TASK DESCRIPTION: Extract every row below verbatim, line for line, and omit the pictures from the output.

GIVEN RECORDS:
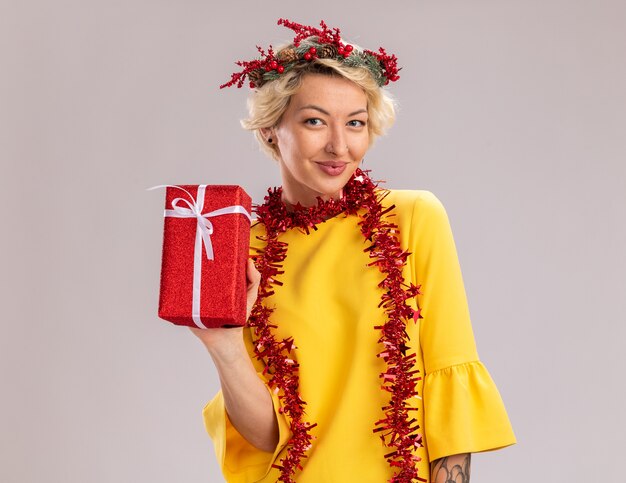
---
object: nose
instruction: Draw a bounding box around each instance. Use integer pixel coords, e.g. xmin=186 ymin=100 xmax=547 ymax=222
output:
xmin=326 ymin=126 xmax=349 ymax=156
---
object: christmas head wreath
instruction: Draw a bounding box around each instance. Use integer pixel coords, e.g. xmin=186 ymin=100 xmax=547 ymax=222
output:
xmin=220 ymin=18 xmax=400 ymax=89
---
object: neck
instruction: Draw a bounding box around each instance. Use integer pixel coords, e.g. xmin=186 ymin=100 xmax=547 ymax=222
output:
xmin=281 ymin=186 xmax=343 ymax=211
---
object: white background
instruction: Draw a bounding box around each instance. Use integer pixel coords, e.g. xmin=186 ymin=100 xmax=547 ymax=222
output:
xmin=0 ymin=0 xmax=626 ymax=483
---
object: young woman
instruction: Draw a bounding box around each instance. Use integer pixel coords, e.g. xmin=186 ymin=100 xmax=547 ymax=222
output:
xmin=191 ymin=19 xmax=515 ymax=483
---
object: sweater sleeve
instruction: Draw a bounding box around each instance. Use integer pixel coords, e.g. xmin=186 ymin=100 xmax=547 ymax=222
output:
xmin=202 ymin=329 xmax=292 ymax=483
xmin=202 ymin=374 xmax=291 ymax=483
xmin=411 ymin=191 xmax=516 ymax=461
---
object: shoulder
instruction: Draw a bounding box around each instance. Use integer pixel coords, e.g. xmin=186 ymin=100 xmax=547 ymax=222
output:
xmin=383 ymin=189 xmax=447 ymax=218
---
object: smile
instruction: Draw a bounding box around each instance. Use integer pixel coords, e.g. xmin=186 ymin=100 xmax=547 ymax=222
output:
xmin=315 ymin=161 xmax=348 ymax=176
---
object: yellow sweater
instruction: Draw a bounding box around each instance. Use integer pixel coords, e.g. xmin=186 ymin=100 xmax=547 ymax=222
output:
xmin=203 ymin=190 xmax=515 ymax=483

COMPLETE OUTPUT:
---
object: nose
instruction: Draw a bounding box around each instance. Use integer pixel coords, e.g. xmin=186 ymin=100 xmax=547 ymax=222
output:
xmin=326 ymin=126 xmax=349 ymax=156
---
object: christmas head wreath
instruction: Draw a bounding box around each instance. Use integer pixel coords, e.g. xmin=186 ymin=100 xmax=547 ymax=222
output:
xmin=220 ymin=18 xmax=400 ymax=89
---
object: neck
instruction: Draw a bounding box around each instance. Use integer pixel coords, e.g. xmin=186 ymin=100 xmax=547 ymax=222
output:
xmin=281 ymin=186 xmax=343 ymax=211
---
object: white background
instruction: Draw a bounding box around each instance. Use integer pixel coords, e.g. xmin=186 ymin=100 xmax=547 ymax=222
output:
xmin=0 ymin=0 xmax=626 ymax=483
---
object: young woman
instruction: Draw a bounding box around each instance. Use integer pixel coords, e.g. xmin=186 ymin=100 xmax=547 ymax=222
output:
xmin=191 ymin=19 xmax=515 ymax=483
---
object: sweater sleeve
instruction: Draw a bounding box around each instance. Use integer pixel coords, e.g. xmin=186 ymin=100 xmax=547 ymax=222
output:
xmin=202 ymin=329 xmax=292 ymax=483
xmin=202 ymin=374 xmax=291 ymax=483
xmin=411 ymin=191 xmax=516 ymax=461
---
object: shoulder
instruction: Draw a bounding box around each instance. Use integer pixel coords, e.g. xmin=186 ymin=100 xmax=547 ymax=222
output:
xmin=383 ymin=189 xmax=447 ymax=218
---
object: smile
instruction: Draw a bounding box around each instance. Use integer pixel coords, e.g. xmin=186 ymin=100 xmax=547 ymax=222
output:
xmin=315 ymin=161 xmax=348 ymax=176
---
object: yellow sweater
instruction: Draw a bounding box around each instance. Use integer pixel coords, e.g. xmin=186 ymin=100 xmax=547 ymax=222
output:
xmin=203 ymin=190 xmax=515 ymax=483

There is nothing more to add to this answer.